| Task to carry out |
Print every entry exactly as written.

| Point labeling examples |
____

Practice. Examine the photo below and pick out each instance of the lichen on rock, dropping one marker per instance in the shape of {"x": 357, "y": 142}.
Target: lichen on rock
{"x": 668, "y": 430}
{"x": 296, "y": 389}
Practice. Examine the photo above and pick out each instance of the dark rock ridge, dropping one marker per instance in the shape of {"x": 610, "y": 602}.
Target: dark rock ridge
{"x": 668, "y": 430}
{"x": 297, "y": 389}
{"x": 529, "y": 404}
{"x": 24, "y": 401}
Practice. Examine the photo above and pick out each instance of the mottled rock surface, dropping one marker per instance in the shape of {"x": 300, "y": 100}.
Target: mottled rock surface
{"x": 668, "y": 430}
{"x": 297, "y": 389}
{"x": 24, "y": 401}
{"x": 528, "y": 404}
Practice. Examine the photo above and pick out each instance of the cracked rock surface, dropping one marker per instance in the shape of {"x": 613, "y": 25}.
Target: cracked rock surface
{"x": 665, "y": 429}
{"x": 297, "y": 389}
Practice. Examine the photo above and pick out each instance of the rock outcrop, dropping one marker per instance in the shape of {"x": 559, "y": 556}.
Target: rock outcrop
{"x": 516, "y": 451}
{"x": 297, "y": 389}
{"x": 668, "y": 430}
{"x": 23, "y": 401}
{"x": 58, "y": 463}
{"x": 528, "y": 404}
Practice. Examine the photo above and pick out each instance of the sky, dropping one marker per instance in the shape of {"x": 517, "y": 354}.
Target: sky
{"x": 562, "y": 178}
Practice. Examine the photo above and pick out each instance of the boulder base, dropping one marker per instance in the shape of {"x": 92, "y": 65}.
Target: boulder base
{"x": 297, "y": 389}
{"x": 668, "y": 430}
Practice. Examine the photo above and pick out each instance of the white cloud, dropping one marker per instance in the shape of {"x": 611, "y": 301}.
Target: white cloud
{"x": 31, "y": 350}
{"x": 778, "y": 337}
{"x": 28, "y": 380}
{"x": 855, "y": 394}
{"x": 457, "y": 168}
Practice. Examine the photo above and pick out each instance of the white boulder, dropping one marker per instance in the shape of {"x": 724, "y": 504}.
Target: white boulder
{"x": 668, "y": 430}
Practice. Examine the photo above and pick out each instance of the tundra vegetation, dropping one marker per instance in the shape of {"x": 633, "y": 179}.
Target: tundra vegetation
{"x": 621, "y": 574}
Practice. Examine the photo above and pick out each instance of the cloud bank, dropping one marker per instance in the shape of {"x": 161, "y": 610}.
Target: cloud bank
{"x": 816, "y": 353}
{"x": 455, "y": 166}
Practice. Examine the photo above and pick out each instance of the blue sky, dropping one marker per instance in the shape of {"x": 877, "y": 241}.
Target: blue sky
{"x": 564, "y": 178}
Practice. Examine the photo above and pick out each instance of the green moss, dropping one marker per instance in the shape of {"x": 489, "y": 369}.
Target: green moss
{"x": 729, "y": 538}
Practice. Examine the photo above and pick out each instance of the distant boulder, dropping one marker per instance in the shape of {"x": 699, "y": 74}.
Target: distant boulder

____

| Task result |
Practice. Examine the photo below and pick out each instance of the lichen on rock, dropping one marker per instance in the shape of {"x": 357, "y": 142}.
Target: lichen on rock
{"x": 668, "y": 430}
{"x": 296, "y": 389}
Practice. Examine the photo above and pick out each instance of the dark rock ridge, dropping one marker per instance in the shape of {"x": 610, "y": 602}.
Target: dark rock ridge
{"x": 668, "y": 430}
{"x": 297, "y": 389}
{"x": 529, "y": 404}
{"x": 24, "y": 401}
Practice. Examine the photo above and pick out each instance of the mottled rock surface, dropping one marker per instance in the shape of {"x": 300, "y": 100}.
Target: mottled rock surface
{"x": 668, "y": 430}
{"x": 297, "y": 389}
{"x": 24, "y": 401}
{"x": 528, "y": 404}
Practice. Examine the photo above and pick out each instance of the cracked rock surface, dropping one marker per instance in the shape of {"x": 613, "y": 25}.
Target: cracked rock surface
{"x": 665, "y": 429}
{"x": 297, "y": 389}
Practice. Examine the photo above and pick out each instance of the rock outcrop, dropping one marker per instance in the shape of {"x": 559, "y": 556}.
Target: rock outcrop
{"x": 516, "y": 451}
{"x": 297, "y": 389}
{"x": 668, "y": 430}
{"x": 23, "y": 401}
{"x": 58, "y": 463}
{"x": 528, "y": 404}
Practice. Examine the photo above and pick out each instance of the sky, dropping one marker per instance in the shape of {"x": 517, "y": 354}.
Target: sky
{"x": 562, "y": 178}
Practice. Examine the photo above and pick out each instance of the boulder base, dropping one marker per instance in the shape of {"x": 92, "y": 65}.
Target: boulder base
{"x": 297, "y": 389}
{"x": 668, "y": 430}
Practice. Examine the photo above and pick out each instance of the white cloud, dropping one marker per instance in the shape of {"x": 611, "y": 301}.
Target: white cloud
{"x": 31, "y": 350}
{"x": 778, "y": 337}
{"x": 28, "y": 380}
{"x": 855, "y": 394}
{"x": 457, "y": 168}
Practice. Examine the photo above and pick out each instance of the white boulder, dropping one marker per instance in the shape of {"x": 724, "y": 504}.
Target: white boulder
{"x": 668, "y": 430}
Practice. Examine the photo above and pick out each instance of the tundra vegetation, dropping one marker per instance in the shape of {"x": 633, "y": 179}.
Target: tundra vegetation
{"x": 621, "y": 574}
Practice. Examine the photo above and pick out each instance of the cloud bank, dropping one marker per instance in the shape of {"x": 161, "y": 610}.
Target: cloud bank
{"x": 816, "y": 353}
{"x": 455, "y": 166}
Practice. Examine the photo above and pick out each instance of the blue sky, dropping one marker per instance in the shape of {"x": 877, "y": 241}.
Target: blue sky
{"x": 564, "y": 178}
Practice. Examine the photo above and pick out each instance of the green moss, dropping one marker per instance in the shape of {"x": 489, "y": 369}.
Target: green moss
{"x": 729, "y": 538}
Practice. Examine the photo above and pick out each instance of the distant boulder, dropping one marker per instance in the shape of {"x": 699, "y": 74}.
Target: distant boulder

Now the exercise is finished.